■ **Exercise details**
Copy the lines starting at the one that contains "green leaf, one" and ending at the one that contains "point(69, 205)", substituting "broad leaf" for "green leaf" and changing nothing else.

■ **Material shown**
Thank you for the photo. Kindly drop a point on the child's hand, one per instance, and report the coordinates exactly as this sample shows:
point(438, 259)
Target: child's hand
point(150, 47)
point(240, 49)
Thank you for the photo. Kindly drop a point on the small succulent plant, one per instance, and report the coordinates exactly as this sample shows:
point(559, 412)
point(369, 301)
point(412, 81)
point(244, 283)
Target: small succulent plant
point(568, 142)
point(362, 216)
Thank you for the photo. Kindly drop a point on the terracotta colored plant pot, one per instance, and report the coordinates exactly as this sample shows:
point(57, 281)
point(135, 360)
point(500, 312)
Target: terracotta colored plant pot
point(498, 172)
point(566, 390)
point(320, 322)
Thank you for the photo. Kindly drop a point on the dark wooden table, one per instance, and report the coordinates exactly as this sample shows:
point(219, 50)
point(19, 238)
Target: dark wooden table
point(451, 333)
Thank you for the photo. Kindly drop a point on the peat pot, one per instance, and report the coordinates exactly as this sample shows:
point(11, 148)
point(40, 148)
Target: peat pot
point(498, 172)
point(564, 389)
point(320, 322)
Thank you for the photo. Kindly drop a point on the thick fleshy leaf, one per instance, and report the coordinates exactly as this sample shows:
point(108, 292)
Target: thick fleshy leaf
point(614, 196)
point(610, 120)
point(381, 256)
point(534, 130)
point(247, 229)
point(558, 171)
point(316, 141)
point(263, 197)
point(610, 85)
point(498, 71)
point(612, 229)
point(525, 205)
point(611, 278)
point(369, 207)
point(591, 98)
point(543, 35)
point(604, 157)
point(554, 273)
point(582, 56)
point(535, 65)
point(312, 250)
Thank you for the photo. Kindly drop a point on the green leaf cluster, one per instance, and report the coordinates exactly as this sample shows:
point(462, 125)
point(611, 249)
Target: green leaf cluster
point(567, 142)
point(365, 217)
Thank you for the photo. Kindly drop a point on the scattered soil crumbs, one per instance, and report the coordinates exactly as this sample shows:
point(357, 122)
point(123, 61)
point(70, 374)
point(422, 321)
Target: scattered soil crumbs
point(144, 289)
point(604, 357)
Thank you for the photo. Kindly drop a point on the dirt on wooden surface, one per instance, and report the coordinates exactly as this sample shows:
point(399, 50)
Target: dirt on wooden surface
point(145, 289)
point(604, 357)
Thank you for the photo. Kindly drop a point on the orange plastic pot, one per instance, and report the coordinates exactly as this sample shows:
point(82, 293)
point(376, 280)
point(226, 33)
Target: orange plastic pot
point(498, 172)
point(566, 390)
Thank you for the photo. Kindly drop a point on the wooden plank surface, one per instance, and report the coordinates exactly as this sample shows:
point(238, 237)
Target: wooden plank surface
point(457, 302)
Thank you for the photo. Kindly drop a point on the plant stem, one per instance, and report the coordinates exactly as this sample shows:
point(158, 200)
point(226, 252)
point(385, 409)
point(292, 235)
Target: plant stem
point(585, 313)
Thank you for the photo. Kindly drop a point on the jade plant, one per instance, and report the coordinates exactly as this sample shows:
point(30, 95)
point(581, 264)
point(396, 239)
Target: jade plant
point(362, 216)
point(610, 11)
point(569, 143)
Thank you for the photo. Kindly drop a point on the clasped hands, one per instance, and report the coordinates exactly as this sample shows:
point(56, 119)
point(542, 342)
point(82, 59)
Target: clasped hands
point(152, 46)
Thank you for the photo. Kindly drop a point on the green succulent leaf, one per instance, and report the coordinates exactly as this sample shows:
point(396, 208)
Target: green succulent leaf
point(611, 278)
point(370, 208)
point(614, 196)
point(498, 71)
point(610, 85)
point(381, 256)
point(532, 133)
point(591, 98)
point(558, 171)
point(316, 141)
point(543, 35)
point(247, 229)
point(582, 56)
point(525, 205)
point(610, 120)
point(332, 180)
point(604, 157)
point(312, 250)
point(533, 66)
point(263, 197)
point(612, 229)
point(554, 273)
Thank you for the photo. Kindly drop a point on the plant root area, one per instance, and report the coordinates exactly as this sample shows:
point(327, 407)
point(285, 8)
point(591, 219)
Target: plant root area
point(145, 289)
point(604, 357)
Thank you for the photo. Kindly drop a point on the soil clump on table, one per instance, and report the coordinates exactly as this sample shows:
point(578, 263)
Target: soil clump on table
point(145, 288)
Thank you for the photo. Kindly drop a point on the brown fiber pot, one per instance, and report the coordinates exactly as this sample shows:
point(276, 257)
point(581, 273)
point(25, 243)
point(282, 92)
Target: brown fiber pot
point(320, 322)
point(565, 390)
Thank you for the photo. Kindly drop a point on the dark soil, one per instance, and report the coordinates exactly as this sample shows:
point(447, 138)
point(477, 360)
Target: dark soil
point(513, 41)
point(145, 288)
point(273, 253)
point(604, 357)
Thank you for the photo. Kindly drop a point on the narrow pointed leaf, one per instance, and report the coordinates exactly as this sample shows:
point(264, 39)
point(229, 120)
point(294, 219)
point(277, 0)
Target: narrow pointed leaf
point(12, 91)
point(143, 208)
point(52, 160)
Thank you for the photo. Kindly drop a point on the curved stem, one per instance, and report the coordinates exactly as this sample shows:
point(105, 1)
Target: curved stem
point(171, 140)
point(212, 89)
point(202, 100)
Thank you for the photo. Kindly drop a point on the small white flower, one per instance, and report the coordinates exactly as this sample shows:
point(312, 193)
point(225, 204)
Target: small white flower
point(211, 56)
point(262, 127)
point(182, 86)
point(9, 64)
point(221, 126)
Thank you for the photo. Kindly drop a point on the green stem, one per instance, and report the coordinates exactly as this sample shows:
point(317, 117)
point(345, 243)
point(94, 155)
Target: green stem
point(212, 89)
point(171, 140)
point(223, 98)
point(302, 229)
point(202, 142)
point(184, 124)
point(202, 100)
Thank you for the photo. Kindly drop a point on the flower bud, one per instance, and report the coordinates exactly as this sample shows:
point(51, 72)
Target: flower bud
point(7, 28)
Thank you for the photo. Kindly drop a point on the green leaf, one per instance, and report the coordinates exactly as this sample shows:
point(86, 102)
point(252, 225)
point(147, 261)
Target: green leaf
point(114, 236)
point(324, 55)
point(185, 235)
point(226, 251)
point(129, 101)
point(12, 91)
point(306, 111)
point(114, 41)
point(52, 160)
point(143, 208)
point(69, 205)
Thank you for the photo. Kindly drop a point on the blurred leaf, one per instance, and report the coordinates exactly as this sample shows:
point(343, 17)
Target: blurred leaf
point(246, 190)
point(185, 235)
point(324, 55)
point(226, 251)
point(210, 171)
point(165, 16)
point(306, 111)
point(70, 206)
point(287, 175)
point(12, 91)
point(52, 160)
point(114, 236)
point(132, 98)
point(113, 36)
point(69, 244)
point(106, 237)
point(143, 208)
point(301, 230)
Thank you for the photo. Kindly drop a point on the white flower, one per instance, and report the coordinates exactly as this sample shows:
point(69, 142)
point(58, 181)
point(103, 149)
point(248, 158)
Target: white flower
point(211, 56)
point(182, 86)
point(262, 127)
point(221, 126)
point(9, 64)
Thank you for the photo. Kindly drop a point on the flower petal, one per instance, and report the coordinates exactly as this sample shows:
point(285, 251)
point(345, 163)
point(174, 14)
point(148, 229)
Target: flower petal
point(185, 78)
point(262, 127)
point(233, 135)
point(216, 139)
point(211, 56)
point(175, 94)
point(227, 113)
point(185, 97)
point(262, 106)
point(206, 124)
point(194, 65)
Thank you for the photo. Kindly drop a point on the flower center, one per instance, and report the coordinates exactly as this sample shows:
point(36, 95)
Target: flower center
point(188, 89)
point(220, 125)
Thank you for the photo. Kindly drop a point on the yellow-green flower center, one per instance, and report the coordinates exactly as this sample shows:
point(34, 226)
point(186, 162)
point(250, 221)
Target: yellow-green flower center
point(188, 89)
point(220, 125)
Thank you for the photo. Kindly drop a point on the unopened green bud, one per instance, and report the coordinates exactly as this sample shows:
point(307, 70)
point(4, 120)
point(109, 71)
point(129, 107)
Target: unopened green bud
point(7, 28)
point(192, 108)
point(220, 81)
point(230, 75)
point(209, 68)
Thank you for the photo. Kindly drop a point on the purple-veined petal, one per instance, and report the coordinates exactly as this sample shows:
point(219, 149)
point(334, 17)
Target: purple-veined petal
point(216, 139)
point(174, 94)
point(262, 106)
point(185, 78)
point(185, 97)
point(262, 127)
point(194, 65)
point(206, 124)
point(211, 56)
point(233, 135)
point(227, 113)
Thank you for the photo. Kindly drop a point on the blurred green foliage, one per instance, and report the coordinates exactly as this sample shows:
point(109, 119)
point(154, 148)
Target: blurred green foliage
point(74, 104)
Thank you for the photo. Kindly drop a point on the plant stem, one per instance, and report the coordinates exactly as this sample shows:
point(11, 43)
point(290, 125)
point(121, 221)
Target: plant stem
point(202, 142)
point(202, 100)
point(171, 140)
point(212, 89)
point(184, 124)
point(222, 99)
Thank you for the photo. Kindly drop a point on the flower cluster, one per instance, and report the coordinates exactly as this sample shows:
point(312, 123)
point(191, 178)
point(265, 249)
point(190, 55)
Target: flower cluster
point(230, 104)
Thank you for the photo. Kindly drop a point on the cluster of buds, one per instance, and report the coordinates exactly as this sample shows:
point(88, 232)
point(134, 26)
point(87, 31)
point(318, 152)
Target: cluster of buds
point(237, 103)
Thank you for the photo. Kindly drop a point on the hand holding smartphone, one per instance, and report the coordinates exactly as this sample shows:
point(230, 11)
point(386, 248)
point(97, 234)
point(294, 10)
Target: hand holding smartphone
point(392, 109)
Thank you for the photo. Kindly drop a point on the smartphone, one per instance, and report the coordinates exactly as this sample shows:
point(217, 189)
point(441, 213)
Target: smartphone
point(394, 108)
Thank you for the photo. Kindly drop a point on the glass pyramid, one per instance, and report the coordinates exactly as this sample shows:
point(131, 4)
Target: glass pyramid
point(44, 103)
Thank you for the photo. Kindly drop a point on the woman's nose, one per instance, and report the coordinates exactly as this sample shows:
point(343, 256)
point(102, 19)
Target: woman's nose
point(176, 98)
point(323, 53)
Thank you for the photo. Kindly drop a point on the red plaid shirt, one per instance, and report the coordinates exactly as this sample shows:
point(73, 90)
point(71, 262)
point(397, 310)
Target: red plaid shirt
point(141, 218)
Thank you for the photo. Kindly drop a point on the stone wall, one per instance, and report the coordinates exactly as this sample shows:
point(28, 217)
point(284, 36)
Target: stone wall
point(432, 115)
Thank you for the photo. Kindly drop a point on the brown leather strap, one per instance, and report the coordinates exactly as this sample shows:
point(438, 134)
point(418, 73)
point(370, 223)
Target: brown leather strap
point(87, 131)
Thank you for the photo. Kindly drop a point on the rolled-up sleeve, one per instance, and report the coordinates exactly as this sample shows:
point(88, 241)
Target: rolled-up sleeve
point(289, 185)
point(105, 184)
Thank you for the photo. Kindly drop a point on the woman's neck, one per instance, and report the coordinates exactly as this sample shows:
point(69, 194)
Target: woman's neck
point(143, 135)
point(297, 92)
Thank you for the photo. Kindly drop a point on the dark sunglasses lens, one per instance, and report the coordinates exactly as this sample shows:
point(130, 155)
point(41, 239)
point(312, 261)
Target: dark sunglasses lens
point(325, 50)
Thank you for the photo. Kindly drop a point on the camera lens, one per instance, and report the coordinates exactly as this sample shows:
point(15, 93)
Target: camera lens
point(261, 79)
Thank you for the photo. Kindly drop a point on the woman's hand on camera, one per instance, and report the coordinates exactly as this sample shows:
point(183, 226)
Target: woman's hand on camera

■ **Answer to the task**
Thank you for the photo. Kindly drop a point on the broad leaf, one per instance, and report the coordinates exactly as this sample shows:
point(86, 102)
point(252, 225)
point(147, 261)
Target: broad leaf
point(114, 236)
point(324, 55)
point(185, 235)
point(226, 251)
point(129, 101)
point(12, 91)
point(306, 111)
point(114, 41)
point(52, 160)
point(143, 208)
point(69, 205)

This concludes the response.